■ **Exercise task**
Please repeat all of the listing exactly.

------------------------------------------------------------------------

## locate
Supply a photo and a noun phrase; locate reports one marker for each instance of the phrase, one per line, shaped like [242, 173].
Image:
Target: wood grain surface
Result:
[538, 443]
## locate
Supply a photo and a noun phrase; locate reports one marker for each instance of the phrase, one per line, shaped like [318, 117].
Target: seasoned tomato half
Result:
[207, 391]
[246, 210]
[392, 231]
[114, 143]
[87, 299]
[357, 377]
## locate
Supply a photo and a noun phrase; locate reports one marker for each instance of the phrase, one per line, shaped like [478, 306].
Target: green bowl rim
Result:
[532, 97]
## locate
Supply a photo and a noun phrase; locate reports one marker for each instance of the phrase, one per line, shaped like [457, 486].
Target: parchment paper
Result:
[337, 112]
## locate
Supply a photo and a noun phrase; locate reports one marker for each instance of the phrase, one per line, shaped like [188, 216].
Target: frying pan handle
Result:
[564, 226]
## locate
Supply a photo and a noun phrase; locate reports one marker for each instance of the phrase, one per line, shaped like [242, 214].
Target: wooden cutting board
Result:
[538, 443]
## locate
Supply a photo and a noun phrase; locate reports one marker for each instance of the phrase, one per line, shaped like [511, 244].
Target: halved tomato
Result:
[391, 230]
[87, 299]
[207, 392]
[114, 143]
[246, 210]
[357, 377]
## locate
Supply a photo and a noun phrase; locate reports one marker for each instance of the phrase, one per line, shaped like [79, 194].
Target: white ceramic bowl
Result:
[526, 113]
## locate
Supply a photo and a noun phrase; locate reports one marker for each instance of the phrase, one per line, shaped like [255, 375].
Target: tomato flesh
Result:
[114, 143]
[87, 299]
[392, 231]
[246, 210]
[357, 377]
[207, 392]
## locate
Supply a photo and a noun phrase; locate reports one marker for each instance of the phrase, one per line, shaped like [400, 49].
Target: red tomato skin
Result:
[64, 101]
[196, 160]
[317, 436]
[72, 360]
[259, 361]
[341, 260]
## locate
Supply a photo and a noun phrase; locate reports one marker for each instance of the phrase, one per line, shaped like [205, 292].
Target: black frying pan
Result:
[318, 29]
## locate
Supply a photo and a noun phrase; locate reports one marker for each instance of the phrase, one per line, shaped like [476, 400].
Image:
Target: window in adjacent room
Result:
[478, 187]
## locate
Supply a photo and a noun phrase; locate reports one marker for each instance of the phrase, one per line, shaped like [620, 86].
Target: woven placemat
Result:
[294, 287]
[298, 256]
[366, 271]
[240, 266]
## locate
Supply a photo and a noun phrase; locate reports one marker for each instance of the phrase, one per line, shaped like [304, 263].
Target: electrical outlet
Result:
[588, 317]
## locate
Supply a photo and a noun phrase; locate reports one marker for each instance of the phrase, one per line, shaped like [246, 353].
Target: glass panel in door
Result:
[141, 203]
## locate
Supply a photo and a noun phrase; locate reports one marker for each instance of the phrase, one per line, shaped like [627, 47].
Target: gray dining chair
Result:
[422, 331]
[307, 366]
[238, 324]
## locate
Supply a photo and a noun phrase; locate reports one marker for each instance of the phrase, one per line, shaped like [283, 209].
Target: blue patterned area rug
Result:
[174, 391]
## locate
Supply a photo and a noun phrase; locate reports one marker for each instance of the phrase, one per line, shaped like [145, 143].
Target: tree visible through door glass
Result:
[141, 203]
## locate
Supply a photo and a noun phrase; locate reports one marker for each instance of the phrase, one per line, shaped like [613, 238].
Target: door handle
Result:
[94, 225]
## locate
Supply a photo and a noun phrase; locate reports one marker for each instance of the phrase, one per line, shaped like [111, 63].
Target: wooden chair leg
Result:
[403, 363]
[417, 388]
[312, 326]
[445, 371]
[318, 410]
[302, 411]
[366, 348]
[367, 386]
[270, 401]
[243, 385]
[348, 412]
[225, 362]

------------------------------------------------------------------------

■ **The response**
## locate
Supply a photo and a noun phrase; locate reports one marker for each instance of the phrase, one per line, shaped like [242, 173].
Image:
Target: wood grain surface
Result:
[538, 443]
## locate
Supply a photo and a noun phrase; locate reports one marker for each instance of the phrase, one per line, shaped like [318, 117].
Target: seasoned tomato half
Result:
[207, 391]
[246, 210]
[392, 231]
[114, 143]
[87, 299]
[357, 377]
## locate
Supply a photo and a noun phrase; locate reports one marker for each instance of the phrase, one per line, shaped like [478, 306].
Target: green bowl rim
Result:
[532, 97]
## locate
Supply a photo and a noun phrase; locate reports one marker for each instance of the phrase, one per line, shaped like [457, 486].
Target: parchment paper
Result:
[337, 112]
## locate
Supply a photo and a noun phrase; locate reports one marker for each instance of the phrase, one per line, shaped like [188, 216].
Target: frying pan handle
Result:
[564, 226]
## locate
Supply a photo and a noun phrase; locate reports one marker for each instance of the phrase, one per line, shaped like [242, 214].
Target: wooden cutting board
Result:
[538, 443]
## locate
Supply a photo and a noun phrase; locate reports one marker for each instance of the phrase, one per line, shaped like [511, 244].
Target: halved tomato
Result:
[391, 230]
[87, 299]
[207, 392]
[114, 143]
[246, 210]
[357, 377]
## locate
Supply a photo and a noun phrase; locate reports one marker for each instance of the phrase, one per line, shaped like [79, 194].
Target: white ceramic bowl
Result:
[526, 113]
## locate
Supply a photo and a noun phrase; locate reports one marker for each instance of the phrase, one per line, shaped like [255, 375].
Target: tomato flesh
Result:
[114, 143]
[87, 299]
[392, 231]
[246, 210]
[357, 377]
[207, 392]
## locate
Supply a photo and a noun phrase; locate reports one marker for each instance of the phrase, one per line, shaped like [400, 49].
Target: red tomato skin
Result:
[64, 101]
[196, 160]
[317, 436]
[72, 360]
[259, 361]
[341, 260]
## locate
Supply a photo and a noun phrase; locate reports one marker for each instance of the phrase, one per line, shaped like [205, 292].
Target: black frying pan
Result:
[318, 29]
## locate
Supply a photo and a noun phrase; locate reports one marker for each instance of the phrase, one per line, shaped like [476, 400].
Image:
Target: window in adjacent room
Result:
[478, 187]
## locate
Supply a photo and a noun phrase; locate reports one marker for each instance of the phrase, one per line, shaped like [620, 86].
Target: woven placemat
Result:
[294, 287]
[298, 256]
[366, 271]
[240, 266]
## locate
Supply a photo and a noun phrase; locate reports one marker for each instance of the phrase, one per line, shaped like [304, 263].
Target: electrical outlet
Result:
[588, 317]
## locate
Supply a photo and a noun phrase; locate reports one marker for each instance of the phrase, one per line, shaped like [246, 353].
Target: glass panel in door
Result:
[141, 203]
## locate
Supply a photo and a noun phrase; locate reports one marker for each instance of the phrase, one per line, shaped like [627, 47].
Target: gray dining chair
Result:
[422, 331]
[307, 366]
[238, 324]
## locate
Supply a photo and a noun phrase; locate reports one marker for each instance of the phrase, one per line, shaped like [283, 209].
Target: blue patterned area rug
Result:
[174, 391]
## locate
Supply a photo and a noun phrase; locate reports one marker for each instance of the phrase, one per line, shaped like [145, 143].
Target: tree visible through door glass
Result:
[141, 203]
## locate
Supply a photo and a noun phrase; locate reports one marker for each instance of the phrase, one per line, shaped like [613, 238].
Target: door handle
Result:
[94, 225]
## locate
Supply a photo and a noun phrase; locate reports one marker for each instance of the phrase, one per line, shaped like [111, 63].
Target: wooden chair leg
Result:
[403, 363]
[417, 388]
[312, 326]
[445, 371]
[318, 410]
[302, 411]
[366, 348]
[367, 386]
[270, 401]
[243, 385]
[348, 412]
[225, 362]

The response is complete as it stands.